-- Data extract start --

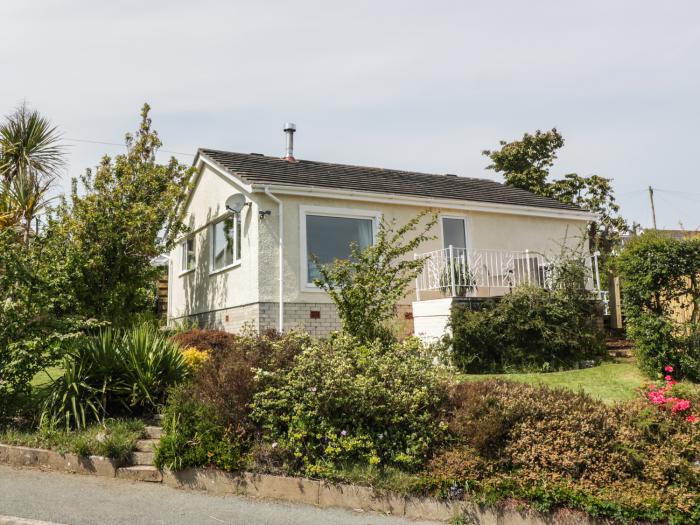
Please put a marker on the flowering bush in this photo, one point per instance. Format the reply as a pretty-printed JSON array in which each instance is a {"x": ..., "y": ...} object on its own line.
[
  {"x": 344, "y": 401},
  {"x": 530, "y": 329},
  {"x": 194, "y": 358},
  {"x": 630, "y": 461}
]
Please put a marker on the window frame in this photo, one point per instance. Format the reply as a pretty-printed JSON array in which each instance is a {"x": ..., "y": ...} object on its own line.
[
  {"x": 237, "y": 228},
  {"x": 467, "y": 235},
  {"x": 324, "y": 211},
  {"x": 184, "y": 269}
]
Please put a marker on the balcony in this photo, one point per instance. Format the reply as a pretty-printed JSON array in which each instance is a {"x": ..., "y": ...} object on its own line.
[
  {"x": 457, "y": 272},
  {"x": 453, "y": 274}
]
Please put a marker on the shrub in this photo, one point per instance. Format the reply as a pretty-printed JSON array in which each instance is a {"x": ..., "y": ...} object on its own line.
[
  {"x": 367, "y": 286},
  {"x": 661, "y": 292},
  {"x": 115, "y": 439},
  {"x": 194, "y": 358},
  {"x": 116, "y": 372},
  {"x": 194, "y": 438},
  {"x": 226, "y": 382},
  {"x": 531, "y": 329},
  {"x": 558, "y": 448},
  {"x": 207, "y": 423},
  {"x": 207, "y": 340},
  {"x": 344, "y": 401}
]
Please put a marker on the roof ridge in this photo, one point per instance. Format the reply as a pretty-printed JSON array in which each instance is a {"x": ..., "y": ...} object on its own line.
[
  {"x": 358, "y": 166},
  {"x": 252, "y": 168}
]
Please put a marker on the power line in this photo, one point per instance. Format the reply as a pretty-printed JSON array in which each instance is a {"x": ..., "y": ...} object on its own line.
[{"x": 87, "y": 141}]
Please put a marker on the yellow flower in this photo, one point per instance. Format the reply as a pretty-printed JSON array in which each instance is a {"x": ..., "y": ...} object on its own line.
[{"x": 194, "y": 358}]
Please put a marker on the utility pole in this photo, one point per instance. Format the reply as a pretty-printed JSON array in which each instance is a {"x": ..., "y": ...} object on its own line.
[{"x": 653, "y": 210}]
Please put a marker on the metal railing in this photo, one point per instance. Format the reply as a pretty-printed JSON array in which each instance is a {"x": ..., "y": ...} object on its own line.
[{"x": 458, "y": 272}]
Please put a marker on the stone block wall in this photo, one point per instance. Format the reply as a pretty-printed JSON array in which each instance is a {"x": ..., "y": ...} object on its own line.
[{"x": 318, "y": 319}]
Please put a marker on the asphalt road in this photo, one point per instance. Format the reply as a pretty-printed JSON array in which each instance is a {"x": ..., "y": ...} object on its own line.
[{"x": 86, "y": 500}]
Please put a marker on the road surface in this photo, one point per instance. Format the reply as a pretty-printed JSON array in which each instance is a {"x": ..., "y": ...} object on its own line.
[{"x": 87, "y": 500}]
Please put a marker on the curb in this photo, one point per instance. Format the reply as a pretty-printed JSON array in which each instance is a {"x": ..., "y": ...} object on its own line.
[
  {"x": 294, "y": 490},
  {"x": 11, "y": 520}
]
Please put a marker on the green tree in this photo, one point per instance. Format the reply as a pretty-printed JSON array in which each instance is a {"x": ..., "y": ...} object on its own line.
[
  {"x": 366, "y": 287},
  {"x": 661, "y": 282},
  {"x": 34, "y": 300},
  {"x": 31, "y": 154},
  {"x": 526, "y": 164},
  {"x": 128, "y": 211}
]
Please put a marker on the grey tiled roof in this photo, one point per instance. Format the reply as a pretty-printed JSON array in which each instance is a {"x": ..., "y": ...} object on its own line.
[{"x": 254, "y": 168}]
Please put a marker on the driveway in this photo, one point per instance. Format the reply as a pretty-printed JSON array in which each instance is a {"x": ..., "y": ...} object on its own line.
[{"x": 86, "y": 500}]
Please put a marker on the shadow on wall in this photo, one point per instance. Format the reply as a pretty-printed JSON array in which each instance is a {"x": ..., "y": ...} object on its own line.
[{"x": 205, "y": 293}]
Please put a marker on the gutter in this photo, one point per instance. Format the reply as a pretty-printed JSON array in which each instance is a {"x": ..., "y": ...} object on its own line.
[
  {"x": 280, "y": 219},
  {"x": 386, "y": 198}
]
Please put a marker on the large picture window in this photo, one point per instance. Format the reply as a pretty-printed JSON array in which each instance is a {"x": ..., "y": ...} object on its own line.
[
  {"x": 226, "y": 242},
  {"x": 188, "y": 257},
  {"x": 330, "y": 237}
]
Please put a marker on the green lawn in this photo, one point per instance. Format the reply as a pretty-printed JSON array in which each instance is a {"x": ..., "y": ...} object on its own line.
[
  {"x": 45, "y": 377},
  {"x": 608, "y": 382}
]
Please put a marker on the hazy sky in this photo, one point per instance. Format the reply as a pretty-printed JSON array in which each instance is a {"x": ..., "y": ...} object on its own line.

-- Data extract end --
-- Data extract start --

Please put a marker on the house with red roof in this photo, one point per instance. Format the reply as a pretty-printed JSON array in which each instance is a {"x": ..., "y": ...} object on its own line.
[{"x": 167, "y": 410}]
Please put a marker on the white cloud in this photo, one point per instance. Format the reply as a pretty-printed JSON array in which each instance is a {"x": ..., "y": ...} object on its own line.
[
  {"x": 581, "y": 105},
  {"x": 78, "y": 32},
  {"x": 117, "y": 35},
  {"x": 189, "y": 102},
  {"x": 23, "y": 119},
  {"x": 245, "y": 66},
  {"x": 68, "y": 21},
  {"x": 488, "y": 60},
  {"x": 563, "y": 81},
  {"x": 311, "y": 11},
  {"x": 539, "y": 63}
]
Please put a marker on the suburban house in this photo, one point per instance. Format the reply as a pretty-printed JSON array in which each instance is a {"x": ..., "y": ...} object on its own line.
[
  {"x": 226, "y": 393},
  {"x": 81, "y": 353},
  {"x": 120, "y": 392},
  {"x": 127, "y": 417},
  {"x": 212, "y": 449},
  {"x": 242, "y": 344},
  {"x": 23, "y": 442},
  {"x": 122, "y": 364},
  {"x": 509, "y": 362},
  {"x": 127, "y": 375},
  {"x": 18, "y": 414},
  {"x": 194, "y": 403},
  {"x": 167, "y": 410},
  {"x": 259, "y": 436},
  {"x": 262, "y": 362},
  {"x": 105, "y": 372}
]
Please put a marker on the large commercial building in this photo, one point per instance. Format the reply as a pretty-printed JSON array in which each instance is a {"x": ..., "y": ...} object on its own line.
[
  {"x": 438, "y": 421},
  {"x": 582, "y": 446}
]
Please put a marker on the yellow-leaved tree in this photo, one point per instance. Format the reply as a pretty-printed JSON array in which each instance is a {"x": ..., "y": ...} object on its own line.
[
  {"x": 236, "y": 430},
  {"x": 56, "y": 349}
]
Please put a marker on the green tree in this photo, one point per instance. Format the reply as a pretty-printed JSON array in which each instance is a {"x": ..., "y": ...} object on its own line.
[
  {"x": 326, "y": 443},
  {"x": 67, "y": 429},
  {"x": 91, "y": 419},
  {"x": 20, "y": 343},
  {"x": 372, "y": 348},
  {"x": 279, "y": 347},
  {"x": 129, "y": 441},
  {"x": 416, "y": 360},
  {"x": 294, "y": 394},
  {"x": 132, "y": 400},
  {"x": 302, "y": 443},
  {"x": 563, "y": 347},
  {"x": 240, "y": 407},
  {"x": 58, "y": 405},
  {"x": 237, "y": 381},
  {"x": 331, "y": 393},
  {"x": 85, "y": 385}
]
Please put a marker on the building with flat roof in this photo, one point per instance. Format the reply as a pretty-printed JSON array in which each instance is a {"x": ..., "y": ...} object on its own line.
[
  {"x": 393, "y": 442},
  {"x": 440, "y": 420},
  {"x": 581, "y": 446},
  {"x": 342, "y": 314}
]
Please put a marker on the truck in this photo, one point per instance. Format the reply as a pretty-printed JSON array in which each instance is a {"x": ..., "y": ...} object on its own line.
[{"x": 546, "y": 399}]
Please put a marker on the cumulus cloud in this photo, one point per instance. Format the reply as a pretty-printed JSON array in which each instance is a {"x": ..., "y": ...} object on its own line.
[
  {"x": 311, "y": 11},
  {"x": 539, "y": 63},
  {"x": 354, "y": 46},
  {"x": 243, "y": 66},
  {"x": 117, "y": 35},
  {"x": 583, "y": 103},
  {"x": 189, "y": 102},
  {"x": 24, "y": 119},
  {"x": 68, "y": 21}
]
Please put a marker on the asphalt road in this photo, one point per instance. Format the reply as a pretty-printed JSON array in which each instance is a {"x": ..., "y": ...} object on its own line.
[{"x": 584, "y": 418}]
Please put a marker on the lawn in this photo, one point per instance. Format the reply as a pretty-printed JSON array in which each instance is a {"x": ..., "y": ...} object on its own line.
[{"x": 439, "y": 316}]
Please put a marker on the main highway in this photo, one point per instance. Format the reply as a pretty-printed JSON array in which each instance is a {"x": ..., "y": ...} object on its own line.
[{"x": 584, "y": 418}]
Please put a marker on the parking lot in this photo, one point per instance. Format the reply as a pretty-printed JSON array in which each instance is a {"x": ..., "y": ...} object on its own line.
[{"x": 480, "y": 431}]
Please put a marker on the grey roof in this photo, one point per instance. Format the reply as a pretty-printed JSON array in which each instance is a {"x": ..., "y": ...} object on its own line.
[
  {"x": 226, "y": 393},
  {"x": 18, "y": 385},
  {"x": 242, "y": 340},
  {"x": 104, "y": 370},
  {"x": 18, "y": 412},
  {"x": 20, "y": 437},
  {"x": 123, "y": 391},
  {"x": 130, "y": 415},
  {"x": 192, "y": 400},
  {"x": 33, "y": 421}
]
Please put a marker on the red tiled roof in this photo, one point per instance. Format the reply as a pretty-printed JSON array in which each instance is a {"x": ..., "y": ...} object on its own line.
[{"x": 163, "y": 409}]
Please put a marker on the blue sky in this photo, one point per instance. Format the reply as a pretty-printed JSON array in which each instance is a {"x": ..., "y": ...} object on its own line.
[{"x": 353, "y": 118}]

-- Data extract end --

**What to produce**.
Find each line in the listing above that contains the word "tiled", and copy those lines out in full.

**Solved exercise**.
Please put a marker on the grey tiled roof in this photo, one point per instance. Format the reply as a pretty-printed JSON array in which each instance is a {"x": ..., "y": ...} object on its own line.
Please put a marker on the red tiled roof in this photo, one point per instance. Format the reply as a pretty-printed JSON array in which each instance is a {"x": ..., "y": ...} object on its own line.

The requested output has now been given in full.